_SHORT EXERCISE:_ Copy every line of the data below verbatim, leaving out the pictures.

_Bounding box annotation data:_
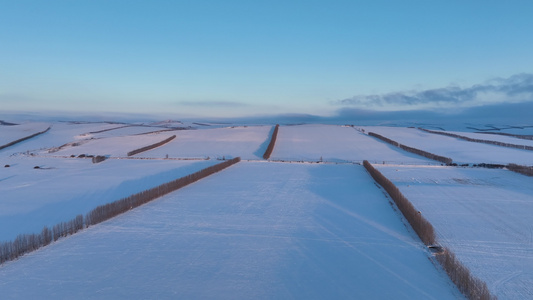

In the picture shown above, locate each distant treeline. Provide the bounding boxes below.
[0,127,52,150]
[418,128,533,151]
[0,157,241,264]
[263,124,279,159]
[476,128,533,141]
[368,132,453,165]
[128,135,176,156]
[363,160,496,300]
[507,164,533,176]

_FINAL ANSWER:_
In the picture shown above, locate each distant treeline. Provide the bounding boxes below.
[0,127,52,150]
[418,128,533,151]
[0,157,241,264]
[263,124,279,159]
[476,128,533,141]
[368,132,453,165]
[128,135,176,156]
[363,160,496,300]
[507,164,533,176]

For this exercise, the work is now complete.